> **Items listed in a dataset**:
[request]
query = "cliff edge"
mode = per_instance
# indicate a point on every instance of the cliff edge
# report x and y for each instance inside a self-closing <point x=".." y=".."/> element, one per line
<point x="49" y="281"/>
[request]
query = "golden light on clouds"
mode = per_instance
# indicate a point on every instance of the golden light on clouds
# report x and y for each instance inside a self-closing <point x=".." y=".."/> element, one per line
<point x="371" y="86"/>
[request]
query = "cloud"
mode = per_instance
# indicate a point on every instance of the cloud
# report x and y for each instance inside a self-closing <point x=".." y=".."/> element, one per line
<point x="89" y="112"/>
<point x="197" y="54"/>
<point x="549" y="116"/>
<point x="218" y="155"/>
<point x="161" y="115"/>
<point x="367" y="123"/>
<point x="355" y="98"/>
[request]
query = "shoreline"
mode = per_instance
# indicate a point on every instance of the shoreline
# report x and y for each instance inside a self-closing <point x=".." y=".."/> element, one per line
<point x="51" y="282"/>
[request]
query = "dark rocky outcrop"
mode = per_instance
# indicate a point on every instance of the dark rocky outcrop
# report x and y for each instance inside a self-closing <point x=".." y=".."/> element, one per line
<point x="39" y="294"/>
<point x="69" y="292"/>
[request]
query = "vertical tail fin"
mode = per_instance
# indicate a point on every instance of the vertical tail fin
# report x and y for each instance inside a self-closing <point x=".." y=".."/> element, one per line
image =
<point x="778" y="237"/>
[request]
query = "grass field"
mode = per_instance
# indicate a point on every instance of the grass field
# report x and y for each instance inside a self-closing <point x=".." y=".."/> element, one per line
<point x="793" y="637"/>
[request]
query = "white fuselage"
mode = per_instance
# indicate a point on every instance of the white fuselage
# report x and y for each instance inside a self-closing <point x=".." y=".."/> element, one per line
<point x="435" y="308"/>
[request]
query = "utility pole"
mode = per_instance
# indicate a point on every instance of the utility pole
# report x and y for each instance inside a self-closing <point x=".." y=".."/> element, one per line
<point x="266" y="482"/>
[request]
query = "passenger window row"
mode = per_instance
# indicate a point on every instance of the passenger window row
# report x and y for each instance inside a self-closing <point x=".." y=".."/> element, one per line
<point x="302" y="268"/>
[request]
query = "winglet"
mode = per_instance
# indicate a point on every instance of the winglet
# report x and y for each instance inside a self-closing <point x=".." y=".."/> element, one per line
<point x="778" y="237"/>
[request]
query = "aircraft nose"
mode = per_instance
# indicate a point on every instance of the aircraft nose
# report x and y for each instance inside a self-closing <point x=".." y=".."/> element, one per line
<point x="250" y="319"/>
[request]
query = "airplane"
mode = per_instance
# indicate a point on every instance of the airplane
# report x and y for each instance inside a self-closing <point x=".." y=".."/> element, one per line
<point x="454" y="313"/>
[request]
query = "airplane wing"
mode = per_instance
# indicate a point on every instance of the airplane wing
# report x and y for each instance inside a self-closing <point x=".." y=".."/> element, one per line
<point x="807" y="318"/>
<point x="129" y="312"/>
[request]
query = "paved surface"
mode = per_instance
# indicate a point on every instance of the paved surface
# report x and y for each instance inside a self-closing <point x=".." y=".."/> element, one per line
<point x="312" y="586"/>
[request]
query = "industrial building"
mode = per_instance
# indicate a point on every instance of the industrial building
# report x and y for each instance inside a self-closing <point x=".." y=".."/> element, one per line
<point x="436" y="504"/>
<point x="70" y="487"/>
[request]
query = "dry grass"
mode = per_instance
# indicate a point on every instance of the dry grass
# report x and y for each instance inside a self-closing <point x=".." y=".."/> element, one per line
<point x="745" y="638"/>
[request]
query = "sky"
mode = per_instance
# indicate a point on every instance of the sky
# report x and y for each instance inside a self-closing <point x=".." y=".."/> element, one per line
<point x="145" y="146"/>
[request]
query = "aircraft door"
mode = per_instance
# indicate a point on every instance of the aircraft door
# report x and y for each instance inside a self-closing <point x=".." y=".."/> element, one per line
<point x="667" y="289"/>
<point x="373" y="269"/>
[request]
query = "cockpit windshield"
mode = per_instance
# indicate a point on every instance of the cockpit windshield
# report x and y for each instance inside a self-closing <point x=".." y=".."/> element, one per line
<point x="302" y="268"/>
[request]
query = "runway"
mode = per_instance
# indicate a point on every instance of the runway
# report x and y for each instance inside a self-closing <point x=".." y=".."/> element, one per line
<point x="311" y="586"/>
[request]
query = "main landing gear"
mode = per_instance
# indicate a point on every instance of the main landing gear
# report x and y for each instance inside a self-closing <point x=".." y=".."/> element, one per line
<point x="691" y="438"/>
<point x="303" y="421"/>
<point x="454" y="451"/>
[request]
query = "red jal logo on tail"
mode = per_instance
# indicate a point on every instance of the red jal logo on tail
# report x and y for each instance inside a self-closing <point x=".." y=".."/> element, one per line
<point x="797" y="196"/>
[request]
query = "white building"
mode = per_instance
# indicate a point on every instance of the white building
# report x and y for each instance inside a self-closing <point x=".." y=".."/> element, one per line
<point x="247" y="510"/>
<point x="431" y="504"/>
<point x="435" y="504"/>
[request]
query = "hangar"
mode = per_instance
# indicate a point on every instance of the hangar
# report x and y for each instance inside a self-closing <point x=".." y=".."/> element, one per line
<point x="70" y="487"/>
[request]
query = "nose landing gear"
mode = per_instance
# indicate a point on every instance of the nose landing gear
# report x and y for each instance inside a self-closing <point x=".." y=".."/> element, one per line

> **Given task**: Please copy every line of the records above that contains the word "winglet".

> **Task response**:
query = "winglet"
# indicate a point on every instance of the winglet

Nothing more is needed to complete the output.